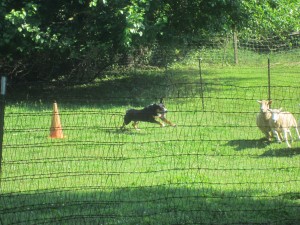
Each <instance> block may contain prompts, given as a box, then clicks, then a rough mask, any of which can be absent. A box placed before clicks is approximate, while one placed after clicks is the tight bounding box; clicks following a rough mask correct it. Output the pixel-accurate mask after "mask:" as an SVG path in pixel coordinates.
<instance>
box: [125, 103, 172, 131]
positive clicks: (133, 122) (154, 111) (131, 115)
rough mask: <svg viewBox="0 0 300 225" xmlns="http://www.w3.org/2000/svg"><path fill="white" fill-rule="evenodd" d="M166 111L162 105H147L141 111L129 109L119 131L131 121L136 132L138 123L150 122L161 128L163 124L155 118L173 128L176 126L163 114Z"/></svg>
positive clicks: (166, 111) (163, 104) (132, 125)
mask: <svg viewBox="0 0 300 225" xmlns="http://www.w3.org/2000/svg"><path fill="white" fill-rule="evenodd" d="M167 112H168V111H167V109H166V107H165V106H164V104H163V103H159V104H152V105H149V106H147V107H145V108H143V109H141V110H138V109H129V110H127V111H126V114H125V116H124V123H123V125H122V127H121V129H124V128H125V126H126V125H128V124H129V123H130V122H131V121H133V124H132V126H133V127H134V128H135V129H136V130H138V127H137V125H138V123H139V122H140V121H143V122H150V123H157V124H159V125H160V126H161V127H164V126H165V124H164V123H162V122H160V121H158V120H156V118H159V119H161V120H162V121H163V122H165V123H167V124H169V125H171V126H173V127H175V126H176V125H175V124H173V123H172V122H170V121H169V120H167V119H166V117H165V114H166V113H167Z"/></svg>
◇ ◇ ◇ ◇
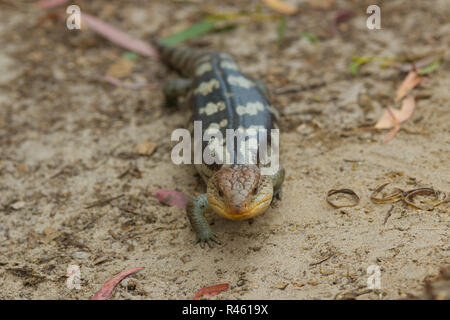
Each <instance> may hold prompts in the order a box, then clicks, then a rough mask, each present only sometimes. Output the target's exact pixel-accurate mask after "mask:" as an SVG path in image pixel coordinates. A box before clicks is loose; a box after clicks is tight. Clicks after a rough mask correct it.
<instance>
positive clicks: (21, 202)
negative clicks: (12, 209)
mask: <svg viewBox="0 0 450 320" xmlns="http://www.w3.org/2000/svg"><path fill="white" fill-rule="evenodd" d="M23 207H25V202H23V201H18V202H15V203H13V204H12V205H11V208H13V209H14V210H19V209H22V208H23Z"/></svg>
◇ ◇ ◇ ◇
*Instructions to follow*
Rewrite the rows starting at the line that contains "Each <instance> block" and ending at the line that contains "positive clicks: (166, 111)", changing "approximate" to "loose" and leaving everything else as it is.

*Answer box*
Each <instance> block may contain prompts, given as a box, then clicks, then a rough mask, any of which can be absent. A box placed before clicks is loose, while one placed after clicks is the tight bounding box; clicks following a rough mask correct it. Output the pixel-accurate mask after "mask:" as an SVG path in pixel coordinates.
<instance>
box: [125, 103, 172, 131]
positive clicks: (133, 122) (154, 111) (131, 115)
rough mask: <svg viewBox="0 0 300 225" xmlns="http://www.w3.org/2000/svg"><path fill="white" fill-rule="evenodd" d="M166 111L162 105H147L141 111L129 109L119 131L131 121L136 132L138 123L150 122L161 128L163 124L155 118L173 128L176 126L163 114Z"/></svg>
positive clicks: (166, 111) (163, 104) (132, 125)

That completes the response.